=== Data supplied ===

####

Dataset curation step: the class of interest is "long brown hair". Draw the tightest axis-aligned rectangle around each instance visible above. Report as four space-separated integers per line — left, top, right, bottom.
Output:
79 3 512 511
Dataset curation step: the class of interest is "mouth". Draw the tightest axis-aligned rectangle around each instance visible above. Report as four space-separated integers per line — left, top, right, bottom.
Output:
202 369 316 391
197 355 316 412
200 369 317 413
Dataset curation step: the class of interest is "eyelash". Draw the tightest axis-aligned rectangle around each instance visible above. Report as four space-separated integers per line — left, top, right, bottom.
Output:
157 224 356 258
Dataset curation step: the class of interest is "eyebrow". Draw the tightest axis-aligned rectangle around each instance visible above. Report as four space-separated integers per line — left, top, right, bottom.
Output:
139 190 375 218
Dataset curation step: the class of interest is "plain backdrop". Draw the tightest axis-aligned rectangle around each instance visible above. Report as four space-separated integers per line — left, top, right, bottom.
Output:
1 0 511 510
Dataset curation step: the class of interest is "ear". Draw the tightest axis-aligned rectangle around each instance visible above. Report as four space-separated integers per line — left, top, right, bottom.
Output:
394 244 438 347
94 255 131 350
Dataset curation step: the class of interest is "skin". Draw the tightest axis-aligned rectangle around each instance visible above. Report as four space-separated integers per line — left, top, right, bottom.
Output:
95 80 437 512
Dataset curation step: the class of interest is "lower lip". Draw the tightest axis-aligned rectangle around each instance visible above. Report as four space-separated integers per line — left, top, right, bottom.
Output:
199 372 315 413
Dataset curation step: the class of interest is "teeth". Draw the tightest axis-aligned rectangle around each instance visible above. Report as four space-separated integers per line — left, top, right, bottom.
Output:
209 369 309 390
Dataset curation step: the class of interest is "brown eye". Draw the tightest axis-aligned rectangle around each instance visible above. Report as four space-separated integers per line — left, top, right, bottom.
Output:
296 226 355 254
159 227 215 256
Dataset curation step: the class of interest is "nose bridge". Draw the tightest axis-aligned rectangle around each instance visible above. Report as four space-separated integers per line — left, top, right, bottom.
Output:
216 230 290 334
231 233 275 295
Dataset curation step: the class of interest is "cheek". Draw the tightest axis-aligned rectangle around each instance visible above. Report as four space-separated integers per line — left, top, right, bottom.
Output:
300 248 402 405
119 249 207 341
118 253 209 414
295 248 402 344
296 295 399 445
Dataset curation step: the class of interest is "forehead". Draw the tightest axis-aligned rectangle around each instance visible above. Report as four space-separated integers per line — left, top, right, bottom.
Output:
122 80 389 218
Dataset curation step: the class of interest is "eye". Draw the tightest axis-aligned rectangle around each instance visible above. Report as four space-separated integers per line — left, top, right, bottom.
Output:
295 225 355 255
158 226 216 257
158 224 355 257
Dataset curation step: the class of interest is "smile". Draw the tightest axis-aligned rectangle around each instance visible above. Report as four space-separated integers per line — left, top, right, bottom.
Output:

####

=== Instructions for the task ===
Each line of the entries above that has the word "brown" is to be copied.

=== Response to the task ===
Dataset curation step: the class of interest is "long brown hair". Draw the tightest axis-aligned rectangle around each instance visible above. Report as four space-separated integers per line — left, top, right, bottom.
Dataset curation step: the class of interest is "brown eye". Draw the tightest axis-aligned rectangle around each instance visible above. Report as four space-separated integers per line — left, top, right, bottom.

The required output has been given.